[Object location annotation data]

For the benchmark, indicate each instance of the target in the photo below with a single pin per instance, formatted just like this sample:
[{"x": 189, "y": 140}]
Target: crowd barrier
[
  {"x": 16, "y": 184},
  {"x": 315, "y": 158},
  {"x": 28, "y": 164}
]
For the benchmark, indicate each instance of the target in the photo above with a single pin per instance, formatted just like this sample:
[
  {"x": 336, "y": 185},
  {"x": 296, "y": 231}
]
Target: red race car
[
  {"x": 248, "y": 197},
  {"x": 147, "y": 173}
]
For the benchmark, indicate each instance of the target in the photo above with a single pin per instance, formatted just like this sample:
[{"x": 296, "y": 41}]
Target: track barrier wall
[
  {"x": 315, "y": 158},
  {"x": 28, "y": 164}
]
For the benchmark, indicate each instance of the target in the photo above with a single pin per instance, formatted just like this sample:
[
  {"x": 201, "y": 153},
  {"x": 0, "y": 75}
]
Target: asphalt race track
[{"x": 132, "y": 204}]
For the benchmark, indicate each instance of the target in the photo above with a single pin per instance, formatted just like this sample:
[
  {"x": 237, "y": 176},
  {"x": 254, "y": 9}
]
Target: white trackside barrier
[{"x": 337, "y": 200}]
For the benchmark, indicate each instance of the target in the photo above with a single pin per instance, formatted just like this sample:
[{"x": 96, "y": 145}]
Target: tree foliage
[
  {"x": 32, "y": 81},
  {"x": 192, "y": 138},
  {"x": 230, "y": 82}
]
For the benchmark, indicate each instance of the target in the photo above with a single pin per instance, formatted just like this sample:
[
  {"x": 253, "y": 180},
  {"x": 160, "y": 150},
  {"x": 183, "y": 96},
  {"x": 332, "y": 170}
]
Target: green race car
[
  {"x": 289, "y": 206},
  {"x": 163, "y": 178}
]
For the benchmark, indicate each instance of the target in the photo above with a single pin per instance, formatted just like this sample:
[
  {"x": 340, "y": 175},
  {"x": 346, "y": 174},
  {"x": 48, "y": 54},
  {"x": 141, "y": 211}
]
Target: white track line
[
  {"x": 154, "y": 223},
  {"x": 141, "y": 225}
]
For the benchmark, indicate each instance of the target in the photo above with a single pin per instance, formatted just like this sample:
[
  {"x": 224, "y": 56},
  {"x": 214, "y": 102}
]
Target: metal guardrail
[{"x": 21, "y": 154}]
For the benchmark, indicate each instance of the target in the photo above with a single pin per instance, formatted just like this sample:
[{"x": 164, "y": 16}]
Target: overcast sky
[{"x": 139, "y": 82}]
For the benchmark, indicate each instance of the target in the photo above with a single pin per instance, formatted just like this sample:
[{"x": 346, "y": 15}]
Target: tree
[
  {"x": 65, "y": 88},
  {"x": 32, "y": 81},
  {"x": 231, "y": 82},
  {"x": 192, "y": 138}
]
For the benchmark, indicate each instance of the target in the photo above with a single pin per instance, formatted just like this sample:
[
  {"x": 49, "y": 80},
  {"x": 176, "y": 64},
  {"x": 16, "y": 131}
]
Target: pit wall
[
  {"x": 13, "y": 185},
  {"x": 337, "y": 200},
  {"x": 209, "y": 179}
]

_Exercise description_: Print the whole listing again, exactly.

_Answer to this exercise_:
For the benchmark, indicate each instance of the target in the photo below with a single pin per instance, formatted just like this sample:
[{"x": 189, "y": 140}]
Target: crowd barrier
[
  {"x": 16, "y": 184},
  {"x": 315, "y": 158},
  {"x": 28, "y": 164}
]
For the benchmark, indicate each instance of the target in the photo above with a single pin per instance, formatted just like this sample:
[
  {"x": 336, "y": 185},
  {"x": 296, "y": 231}
]
Target: red race car
[
  {"x": 248, "y": 197},
  {"x": 147, "y": 173}
]
For the benchmark, indicate each instance of the target in the photo above with a single pin per instance, formatted just like this sample:
[{"x": 296, "y": 41}]
Target: track barrier wall
[
  {"x": 315, "y": 158},
  {"x": 28, "y": 164}
]
For the benchmark, indicate each instance of the target in the photo above with a single pin per instance, formatted just like this sample:
[
  {"x": 201, "y": 153},
  {"x": 0, "y": 75}
]
Target: asphalt race track
[{"x": 132, "y": 204}]
For the benchmark, indicate each instance of the target in the photo above with a single pin per instance, formatted just like this sample:
[
  {"x": 237, "y": 176},
  {"x": 254, "y": 9}
]
Target: white trackside barrier
[{"x": 337, "y": 200}]
For the benchmark, indicate each instance of the target in the photo above with a single pin per instance, formatted just like this sample:
[{"x": 96, "y": 145}]
Target: tree foliage
[
  {"x": 32, "y": 81},
  {"x": 192, "y": 138},
  {"x": 230, "y": 82}
]
For the benchmark, indicate each instance of the target in the photo above with a single pin per instance, formatted just like this sample:
[
  {"x": 253, "y": 180},
  {"x": 160, "y": 150},
  {"x": 183, "y": 96},
  {"x": 332, "y": 170}
]
Target: green race car
[
  {"x": 289, "y": 206},
  {"x": 163, "y": 178}
]
For the benchmark, indicate each instance of the target in the photo above with a single pin per instance, formatted just like this sample:
[
  {"x": 340, "y": 175},
  {"x": 346, "y": 174},
  {"x": 48, "y": 54},
  {"x": 141, "y": 211}
]
Target: white track line
[
  {"x": 154, "y": 223},
  {"x": 141, "y": 225}
]
For the benchmark, indicate each instance of the target in the photo above with a single pin per instance, formatted just like this sample:
[
  {"x": 224, "y": 56},
  {"x": 214, "y": 102}
]
Target: metal guardrail
[{"x": 21, "y": 154}]
For the benchmark, indicate each instance of the target in the photo above with a single pin per instance, formatted just like this sample:
[{"x": 164, "y": 16}]
Target: overcast sky
[{"x": 139, "y": 82}]
For the benchmark, indicate each instance of the target in the photo above with a single pin per instance, formatted just like this sample:
[{"x": 346, "y": 15}]
Target: tree
[
  {"x": 65, "y": 88},
  {"x": 32, "y": 81},
  {"x": 231, "y": 82},
  {"x": 192, "y": 138}
]
For the benchmark, indicate each instance of the target in the photo above with a single pin per instance, formatted just like this sample:
[
  {"x": 49, "y": 80},
  {"x": 176, "y": 64},
  {"x": 16, "y": 131}
]
Target: pit wall
[
  {"x": 13, "y": 185},
  {"x": 337, "y": 200},
  {"x": 209, "y": 179}
]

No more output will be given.